[Page excerpt — start]
While the Government has insisted the chemical is safe, cadmium is recognised as a cause of lung cancer and during the Second World War was considered by the Allies as a chemical weapon.
Not a good look for 007’s employer but militaries pulled all kinds of crazy shit back then. The US Navy even conscripted dolphins! It’s unclear if Moe believes airplane exhaust emissions are something actually worth investigating but my money is on the Hank Hill doppleganger simply pandering to his base, which tends to be Moe’s modus operandi.
Saskatchewan isn’t what anyone would describe as a progressive part of the country. The province is so flat it’s almost understandable it’s produced so many Flat Earth types. The Conservative Party of Canada won every seat there in the last federal election, and that’s before they jettisoned their relatively moderate leader, Erin O’Toole, in favor of the unapologetically vicious Pierre Poilievre.
Moe’s Saskatchewan Party won a majority in the last provincial election four years ago, with 48 out of an available 61 seats to the lefty NDP’s 13, but they’re no doubt worried about potential vote-splitting with emerging lunatic Right parties in the upcoming fall election.
[Page excerpt — finish]
• Work request:
Reproduce the Saskatchewan piece word for word, from "Moe’s Saskatchewan Party" up to and including "upcoming fall election.". The data have no connection to the Saskatchewan piece.
[Records provided — start]
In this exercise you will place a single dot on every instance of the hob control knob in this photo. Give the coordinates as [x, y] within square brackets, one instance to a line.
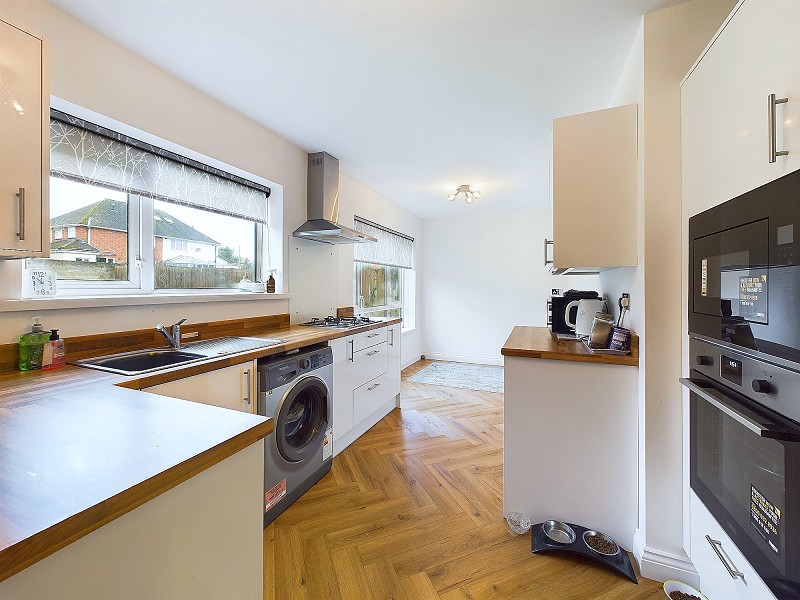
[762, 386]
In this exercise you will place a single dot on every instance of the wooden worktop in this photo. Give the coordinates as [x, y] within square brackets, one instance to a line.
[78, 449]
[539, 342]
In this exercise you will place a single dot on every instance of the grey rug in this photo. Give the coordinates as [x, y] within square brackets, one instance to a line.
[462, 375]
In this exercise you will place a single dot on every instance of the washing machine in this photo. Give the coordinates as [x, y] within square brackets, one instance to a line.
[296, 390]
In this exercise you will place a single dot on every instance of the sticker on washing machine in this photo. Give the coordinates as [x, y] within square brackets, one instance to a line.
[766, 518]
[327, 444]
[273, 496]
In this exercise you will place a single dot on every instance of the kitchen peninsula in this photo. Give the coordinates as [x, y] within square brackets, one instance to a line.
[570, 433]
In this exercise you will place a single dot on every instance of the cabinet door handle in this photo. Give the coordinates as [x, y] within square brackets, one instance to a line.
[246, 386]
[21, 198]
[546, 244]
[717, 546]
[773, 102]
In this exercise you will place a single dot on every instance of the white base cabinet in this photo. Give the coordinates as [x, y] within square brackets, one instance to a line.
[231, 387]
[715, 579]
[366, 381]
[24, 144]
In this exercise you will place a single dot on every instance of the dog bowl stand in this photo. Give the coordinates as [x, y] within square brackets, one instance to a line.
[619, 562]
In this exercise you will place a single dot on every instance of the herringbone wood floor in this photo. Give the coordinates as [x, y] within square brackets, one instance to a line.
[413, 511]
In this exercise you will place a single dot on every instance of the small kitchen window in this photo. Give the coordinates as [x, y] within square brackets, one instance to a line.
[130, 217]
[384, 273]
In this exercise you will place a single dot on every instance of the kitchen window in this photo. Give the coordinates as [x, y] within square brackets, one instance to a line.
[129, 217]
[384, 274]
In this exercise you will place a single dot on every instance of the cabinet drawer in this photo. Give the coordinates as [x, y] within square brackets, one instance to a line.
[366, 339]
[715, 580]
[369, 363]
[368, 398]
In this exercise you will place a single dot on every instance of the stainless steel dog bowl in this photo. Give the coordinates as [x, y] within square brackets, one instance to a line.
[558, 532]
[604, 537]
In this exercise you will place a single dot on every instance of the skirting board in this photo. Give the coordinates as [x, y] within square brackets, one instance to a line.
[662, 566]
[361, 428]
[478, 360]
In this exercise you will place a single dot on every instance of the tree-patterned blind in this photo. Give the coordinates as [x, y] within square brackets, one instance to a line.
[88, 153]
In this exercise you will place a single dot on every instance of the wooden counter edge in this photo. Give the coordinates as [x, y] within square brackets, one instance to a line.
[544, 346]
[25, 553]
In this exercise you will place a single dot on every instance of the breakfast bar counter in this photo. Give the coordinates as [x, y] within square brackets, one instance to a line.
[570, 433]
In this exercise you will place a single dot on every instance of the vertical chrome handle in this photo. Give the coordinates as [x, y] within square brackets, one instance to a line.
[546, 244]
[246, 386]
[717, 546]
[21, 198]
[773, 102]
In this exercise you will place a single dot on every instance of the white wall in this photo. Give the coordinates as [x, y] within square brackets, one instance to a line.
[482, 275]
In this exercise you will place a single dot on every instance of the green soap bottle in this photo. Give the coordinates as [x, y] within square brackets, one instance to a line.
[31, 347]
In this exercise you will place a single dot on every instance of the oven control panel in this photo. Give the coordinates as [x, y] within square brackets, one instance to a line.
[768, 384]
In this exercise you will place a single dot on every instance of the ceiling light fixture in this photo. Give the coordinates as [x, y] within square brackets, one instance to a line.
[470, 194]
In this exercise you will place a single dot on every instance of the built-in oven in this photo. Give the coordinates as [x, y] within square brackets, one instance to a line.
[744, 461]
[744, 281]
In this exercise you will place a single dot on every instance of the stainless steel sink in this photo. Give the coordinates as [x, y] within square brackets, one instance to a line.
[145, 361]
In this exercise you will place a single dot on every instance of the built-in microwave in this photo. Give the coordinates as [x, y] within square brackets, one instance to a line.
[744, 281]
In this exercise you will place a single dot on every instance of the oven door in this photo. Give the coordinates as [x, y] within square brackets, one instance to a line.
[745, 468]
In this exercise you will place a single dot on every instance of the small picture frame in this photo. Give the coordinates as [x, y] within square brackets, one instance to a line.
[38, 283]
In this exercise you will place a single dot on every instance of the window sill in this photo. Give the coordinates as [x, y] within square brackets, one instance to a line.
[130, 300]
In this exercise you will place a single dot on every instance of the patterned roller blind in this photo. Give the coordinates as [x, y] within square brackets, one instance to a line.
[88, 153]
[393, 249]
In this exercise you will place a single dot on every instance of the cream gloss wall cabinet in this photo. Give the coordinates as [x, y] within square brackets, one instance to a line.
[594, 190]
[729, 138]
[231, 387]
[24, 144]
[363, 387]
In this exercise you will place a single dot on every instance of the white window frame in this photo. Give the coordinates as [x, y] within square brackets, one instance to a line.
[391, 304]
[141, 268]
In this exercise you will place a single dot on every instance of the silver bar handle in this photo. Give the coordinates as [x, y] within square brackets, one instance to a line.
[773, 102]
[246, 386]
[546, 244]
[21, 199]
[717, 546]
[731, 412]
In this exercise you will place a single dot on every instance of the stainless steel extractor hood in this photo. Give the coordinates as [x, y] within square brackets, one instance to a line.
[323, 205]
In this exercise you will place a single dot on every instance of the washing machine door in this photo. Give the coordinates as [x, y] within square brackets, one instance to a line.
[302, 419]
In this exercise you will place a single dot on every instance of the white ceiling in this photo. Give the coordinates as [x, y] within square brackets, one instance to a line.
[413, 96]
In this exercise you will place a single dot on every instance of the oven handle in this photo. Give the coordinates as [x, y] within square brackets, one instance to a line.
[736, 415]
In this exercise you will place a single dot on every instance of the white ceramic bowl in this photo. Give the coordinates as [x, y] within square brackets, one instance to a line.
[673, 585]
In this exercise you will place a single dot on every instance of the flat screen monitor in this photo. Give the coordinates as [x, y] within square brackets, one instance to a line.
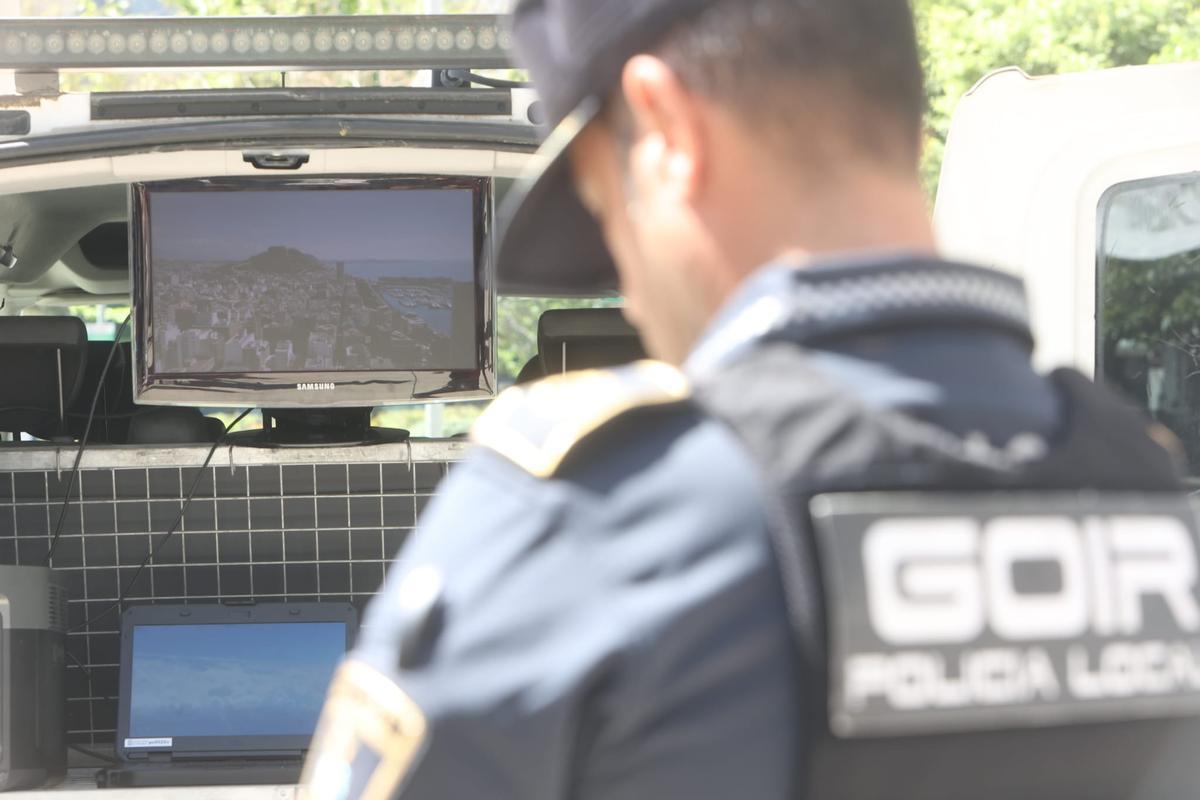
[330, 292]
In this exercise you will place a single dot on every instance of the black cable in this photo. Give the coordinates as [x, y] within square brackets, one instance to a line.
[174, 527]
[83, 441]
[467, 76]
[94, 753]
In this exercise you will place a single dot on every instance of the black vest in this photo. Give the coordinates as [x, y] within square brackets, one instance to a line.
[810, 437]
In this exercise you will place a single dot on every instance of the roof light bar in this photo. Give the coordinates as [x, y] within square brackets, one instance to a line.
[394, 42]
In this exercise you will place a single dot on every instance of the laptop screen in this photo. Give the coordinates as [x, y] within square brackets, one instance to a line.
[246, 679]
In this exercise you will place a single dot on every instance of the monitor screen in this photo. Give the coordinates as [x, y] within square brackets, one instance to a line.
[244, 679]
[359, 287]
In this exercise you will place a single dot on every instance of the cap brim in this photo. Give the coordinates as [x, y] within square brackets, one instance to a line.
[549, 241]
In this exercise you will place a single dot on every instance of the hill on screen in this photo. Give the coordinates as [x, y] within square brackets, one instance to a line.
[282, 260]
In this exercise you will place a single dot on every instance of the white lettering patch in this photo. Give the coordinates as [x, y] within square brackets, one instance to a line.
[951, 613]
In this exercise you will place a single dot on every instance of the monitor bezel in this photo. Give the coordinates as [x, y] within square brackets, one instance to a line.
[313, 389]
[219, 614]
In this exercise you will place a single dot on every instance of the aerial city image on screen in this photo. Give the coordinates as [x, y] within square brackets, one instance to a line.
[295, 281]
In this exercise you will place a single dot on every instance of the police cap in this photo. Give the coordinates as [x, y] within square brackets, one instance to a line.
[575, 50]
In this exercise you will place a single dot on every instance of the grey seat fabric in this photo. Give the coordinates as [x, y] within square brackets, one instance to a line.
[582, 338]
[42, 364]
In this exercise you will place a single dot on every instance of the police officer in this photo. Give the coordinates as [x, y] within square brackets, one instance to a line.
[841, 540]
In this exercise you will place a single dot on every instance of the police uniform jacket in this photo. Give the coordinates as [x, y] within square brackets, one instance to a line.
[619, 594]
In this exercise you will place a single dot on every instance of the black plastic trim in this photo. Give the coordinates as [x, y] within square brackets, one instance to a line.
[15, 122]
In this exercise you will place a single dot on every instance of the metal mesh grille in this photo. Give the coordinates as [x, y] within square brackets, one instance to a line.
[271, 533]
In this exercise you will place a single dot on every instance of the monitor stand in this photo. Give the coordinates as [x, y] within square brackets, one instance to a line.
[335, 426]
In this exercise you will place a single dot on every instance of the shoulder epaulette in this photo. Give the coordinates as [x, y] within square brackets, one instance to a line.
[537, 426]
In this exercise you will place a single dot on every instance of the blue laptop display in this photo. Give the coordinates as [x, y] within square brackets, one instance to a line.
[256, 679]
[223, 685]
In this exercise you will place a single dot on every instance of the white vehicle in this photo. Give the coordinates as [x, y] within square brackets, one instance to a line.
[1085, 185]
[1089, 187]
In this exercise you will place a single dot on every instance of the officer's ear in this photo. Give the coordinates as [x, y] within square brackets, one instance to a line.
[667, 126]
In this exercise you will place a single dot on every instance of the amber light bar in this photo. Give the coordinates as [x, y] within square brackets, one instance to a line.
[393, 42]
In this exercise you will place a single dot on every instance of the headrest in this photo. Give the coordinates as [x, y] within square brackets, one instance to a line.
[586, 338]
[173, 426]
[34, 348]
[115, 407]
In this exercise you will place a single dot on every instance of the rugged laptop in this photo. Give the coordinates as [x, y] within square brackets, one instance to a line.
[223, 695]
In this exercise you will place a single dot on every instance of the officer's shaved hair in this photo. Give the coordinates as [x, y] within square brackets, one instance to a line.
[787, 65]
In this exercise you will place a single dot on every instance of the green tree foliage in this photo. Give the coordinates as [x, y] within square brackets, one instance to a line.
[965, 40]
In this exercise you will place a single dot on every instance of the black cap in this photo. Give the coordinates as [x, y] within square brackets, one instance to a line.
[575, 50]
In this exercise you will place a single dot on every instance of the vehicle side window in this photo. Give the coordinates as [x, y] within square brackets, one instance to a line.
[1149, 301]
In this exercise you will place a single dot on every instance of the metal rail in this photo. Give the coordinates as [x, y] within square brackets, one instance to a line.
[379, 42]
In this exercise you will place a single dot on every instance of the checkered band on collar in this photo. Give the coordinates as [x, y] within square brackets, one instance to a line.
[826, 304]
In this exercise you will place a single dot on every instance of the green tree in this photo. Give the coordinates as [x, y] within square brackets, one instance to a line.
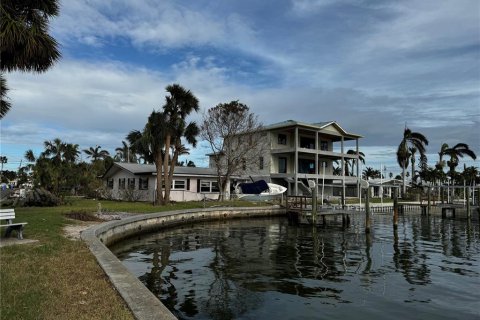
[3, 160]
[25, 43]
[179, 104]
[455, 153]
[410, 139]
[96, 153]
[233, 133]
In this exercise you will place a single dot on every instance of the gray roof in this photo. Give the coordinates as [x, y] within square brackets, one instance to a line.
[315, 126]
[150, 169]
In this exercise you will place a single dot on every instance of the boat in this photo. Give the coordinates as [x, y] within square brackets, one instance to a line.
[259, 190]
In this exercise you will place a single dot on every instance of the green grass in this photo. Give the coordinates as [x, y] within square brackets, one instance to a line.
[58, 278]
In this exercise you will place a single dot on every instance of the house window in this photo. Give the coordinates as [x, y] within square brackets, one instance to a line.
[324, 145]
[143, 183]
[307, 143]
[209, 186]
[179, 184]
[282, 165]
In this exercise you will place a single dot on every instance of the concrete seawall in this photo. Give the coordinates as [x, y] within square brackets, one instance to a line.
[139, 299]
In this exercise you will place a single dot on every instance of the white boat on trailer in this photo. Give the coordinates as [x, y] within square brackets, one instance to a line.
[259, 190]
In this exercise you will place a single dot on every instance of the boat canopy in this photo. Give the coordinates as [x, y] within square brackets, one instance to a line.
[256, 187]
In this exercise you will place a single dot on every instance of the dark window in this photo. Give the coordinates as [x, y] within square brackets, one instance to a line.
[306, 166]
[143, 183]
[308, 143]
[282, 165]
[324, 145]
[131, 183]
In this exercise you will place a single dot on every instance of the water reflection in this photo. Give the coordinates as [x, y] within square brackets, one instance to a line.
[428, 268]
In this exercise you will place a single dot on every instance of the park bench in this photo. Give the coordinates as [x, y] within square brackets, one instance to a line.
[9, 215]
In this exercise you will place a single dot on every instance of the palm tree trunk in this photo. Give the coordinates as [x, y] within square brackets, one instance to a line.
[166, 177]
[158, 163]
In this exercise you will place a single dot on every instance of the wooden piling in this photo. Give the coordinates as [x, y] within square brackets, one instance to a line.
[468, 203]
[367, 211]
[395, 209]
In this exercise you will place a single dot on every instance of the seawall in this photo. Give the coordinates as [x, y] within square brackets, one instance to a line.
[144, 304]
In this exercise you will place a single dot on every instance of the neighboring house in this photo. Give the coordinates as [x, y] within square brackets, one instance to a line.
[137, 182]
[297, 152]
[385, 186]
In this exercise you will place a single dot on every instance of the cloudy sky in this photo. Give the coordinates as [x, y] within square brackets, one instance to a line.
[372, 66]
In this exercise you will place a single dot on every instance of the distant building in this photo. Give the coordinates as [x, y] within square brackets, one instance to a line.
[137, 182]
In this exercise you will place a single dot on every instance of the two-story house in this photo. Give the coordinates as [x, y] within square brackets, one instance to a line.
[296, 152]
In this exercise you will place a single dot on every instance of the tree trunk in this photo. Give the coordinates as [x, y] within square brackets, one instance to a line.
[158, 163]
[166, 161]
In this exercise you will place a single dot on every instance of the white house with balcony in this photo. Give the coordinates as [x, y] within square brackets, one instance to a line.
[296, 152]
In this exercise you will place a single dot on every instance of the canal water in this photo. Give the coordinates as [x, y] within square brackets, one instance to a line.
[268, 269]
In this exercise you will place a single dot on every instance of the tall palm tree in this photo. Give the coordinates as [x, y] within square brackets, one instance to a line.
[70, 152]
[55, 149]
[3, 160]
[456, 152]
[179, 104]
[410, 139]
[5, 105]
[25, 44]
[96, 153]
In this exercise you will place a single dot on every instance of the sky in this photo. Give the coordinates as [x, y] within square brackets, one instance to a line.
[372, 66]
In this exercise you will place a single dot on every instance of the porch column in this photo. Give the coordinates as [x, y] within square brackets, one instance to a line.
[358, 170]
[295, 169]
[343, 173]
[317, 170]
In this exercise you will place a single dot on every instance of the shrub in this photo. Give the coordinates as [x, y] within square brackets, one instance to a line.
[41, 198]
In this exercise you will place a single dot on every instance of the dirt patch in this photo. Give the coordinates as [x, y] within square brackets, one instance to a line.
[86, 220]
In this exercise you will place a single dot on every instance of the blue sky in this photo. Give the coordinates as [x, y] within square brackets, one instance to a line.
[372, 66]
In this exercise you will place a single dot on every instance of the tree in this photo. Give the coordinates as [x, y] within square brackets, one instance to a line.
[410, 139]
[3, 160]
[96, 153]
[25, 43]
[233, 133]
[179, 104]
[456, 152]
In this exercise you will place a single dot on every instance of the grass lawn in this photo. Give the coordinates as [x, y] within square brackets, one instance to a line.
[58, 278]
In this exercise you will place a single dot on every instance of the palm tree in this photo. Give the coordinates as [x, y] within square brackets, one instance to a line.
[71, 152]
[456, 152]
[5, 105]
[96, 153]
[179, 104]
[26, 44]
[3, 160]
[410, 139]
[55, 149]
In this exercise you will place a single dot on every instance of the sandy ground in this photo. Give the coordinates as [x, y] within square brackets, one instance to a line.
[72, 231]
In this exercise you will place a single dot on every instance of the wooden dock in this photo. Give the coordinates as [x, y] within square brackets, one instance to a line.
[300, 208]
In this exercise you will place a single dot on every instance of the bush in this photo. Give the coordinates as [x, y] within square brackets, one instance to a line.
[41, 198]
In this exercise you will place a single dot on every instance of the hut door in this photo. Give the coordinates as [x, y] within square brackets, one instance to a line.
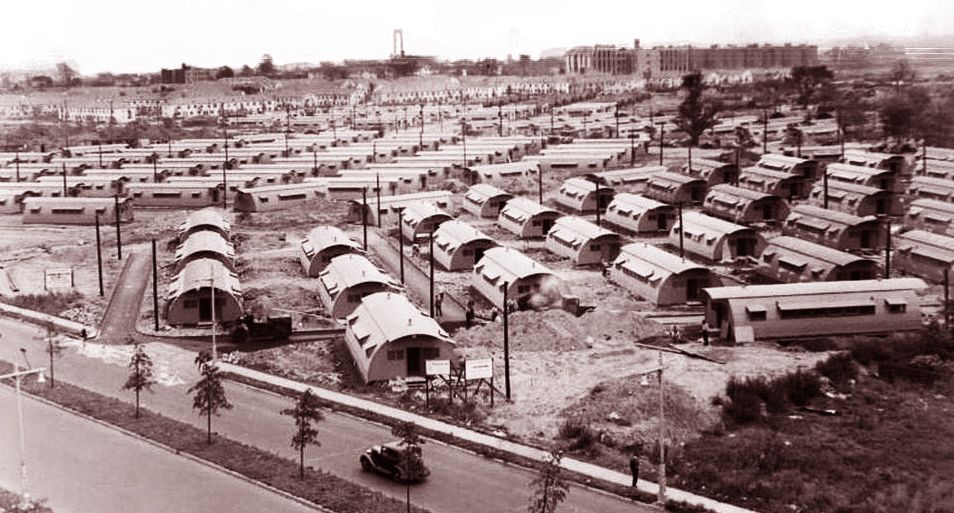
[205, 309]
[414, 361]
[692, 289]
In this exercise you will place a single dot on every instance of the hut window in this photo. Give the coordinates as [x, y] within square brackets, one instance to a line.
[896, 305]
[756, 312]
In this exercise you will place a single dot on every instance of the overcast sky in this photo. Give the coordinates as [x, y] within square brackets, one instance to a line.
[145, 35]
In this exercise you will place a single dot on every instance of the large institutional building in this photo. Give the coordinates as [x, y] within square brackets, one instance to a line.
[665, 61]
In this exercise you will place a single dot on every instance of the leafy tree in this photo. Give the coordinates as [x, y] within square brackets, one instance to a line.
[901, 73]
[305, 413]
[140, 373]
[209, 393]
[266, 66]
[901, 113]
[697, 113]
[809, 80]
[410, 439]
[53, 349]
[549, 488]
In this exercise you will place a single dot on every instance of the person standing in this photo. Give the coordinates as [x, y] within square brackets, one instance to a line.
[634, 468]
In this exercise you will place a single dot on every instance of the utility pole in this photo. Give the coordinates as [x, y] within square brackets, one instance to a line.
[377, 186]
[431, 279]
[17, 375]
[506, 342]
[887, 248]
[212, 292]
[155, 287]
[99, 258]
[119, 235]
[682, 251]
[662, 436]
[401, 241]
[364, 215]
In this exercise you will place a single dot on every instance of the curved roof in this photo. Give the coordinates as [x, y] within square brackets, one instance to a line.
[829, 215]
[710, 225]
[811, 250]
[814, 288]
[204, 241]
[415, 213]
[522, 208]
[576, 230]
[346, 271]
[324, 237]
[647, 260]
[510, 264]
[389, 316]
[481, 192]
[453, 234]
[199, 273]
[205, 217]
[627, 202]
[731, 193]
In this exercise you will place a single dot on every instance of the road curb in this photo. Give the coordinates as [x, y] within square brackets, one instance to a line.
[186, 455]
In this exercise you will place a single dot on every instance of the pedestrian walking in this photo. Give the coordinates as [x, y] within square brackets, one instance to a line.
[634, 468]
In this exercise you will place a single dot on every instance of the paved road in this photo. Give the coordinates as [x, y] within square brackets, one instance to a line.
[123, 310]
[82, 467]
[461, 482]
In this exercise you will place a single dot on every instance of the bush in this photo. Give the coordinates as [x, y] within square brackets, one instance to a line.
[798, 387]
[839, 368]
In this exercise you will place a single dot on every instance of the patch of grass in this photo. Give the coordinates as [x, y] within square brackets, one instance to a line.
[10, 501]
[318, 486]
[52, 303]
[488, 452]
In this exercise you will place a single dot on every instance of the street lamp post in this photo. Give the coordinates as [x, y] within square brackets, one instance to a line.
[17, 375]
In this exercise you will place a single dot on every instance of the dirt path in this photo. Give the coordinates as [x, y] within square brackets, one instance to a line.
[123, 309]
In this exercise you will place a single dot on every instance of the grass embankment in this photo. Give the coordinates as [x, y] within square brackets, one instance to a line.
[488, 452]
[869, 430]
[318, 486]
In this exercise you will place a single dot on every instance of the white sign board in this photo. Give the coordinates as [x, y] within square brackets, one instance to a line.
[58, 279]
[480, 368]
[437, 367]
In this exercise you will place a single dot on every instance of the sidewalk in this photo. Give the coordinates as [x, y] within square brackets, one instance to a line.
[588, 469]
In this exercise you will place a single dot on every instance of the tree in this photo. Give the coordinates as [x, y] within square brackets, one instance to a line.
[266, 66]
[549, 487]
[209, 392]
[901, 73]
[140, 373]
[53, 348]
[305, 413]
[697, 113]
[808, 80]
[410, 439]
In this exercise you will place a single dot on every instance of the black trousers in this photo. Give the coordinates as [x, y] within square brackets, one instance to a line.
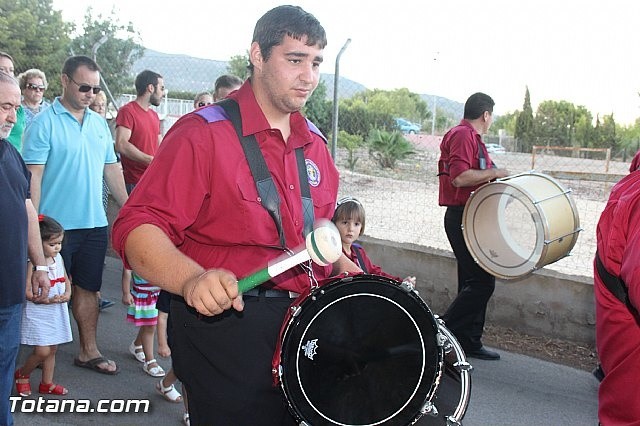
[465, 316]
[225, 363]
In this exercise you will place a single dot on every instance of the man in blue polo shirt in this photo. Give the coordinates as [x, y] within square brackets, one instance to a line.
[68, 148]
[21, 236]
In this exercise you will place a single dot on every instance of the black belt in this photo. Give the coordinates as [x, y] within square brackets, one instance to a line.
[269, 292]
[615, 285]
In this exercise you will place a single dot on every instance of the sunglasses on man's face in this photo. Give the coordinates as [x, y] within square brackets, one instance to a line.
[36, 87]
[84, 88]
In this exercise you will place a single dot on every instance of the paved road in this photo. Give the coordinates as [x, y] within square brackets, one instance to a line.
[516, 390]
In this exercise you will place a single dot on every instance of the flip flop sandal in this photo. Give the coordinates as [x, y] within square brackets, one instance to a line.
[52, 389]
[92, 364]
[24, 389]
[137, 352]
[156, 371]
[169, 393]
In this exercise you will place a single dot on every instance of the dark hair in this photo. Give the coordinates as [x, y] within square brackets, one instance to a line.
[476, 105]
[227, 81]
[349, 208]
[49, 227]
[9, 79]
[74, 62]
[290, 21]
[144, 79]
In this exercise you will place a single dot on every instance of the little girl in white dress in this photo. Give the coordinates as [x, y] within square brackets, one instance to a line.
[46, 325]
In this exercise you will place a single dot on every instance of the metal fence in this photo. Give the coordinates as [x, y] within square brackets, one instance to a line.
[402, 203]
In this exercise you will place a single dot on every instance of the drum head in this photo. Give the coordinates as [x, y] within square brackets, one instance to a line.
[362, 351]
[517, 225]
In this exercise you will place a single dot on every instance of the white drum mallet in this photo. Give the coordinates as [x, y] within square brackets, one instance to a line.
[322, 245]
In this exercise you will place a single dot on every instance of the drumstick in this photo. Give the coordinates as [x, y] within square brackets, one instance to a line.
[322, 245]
[Records provided — finish]
• Expected output:
Moe’s Saskatchewan Party won a majority in the last provincial election four years ago, with 48 out of an available 61 seats to the lefty NDP’s 13, but they’re no doubt worried about potential vote-splitting with emerging lunatic Right parties in the upcoming fall election.